» **Aufgabe A**: Entnimm den Datensätzen jede Zeile, in der das Wort „gray“ vorkommt.

Social Entrepreneurship und Soziale Innovation
Social Entrepreneurship und Soziale Innovation
Social Entrepreneurship und Soziale Innovationen – Wirtschaftlicher Ehevertrag oder offene Beziehung?

Social Entrepreneurship und Soziale Innovationen – Wirtschaftlicher Ehevertrag oder offene Beziehung?

Sie gehören zu den neuen Buzzwords, diejenigen Begriffe, die das Soziale und Ökologische mit dem Wirtschaftlichen vereinen. Immer mehr geht es dabei auch um modernes Leadership, sich ändernde ökonomische Werte und ein neues Verständnis von Unternehmen. Eine Auseinandersetzung mit den Begrifflichkeiten auf einer theoretischen Ebene von Matthias Nizinski

Soziale Innovationen werden derzeit von Politik, Wirtschaft und Wissenschaft vermehrt gefordert und gefördert, so z.B. im Ressortkonzept zu Sozialen Innovationen der Bundesregierung. Dabei gilt die Klausel, dass vor allem gesellschaftlicher Mehrwert im Vordergrund steht und die Wirtschaftlichkeit zwar nicht negiert, aber zu einem Nebenthema wird. Blickt man sich um in der Startup-Szene, so kann in den letzten Jahren ebenfalls ein Trend festgestellt werden: Das Attribut „social“, erscheint als ein immanentes Beiwerk, um durch Social Entrepreneurship weiterhin progressiv und innovativ wirtschaftliche Ziele zu erreichen.

» **Vorliegende Datensätze**:
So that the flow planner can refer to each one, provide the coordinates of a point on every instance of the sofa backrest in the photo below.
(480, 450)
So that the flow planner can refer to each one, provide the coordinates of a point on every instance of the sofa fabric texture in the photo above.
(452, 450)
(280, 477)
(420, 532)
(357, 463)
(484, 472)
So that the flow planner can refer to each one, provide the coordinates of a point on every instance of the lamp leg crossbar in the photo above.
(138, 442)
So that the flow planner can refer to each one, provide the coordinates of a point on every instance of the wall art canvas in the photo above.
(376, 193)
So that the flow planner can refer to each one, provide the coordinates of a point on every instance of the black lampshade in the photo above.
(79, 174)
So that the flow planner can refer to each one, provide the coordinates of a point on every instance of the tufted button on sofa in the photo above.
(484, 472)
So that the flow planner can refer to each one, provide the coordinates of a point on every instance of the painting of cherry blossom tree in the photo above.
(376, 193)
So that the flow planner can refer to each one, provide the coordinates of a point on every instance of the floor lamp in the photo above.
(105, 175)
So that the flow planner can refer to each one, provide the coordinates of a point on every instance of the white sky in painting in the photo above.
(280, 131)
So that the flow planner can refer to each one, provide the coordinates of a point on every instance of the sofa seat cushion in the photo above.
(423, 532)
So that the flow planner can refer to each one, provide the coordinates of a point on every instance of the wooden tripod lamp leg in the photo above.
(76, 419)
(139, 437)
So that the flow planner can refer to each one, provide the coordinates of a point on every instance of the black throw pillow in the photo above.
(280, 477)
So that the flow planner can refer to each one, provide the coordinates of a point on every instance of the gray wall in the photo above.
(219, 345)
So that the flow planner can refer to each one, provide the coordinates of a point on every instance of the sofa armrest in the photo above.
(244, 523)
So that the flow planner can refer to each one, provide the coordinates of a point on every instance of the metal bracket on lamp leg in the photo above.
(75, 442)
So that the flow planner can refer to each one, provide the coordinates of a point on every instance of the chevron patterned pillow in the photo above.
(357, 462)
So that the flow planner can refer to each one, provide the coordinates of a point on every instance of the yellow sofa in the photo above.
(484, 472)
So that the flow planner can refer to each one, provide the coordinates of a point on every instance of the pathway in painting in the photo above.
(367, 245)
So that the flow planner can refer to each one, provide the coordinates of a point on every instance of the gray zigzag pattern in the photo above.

» **Aufgabe B**: Welches Attribut erscheint laut dem Ausgangstext in der Startup-Szene als immanentes Beiwerk?

» **Antwort A**:
So that the flow planner can refer to each one, provide the coordinates of a point on every instance of the gray wall in the photo above.
So that the flow planner can refer to each one, provide the coordinates of a point on every instance of the gray zigzag pattern in the photo above.

» **Antwort B**: Das Attribut „social“.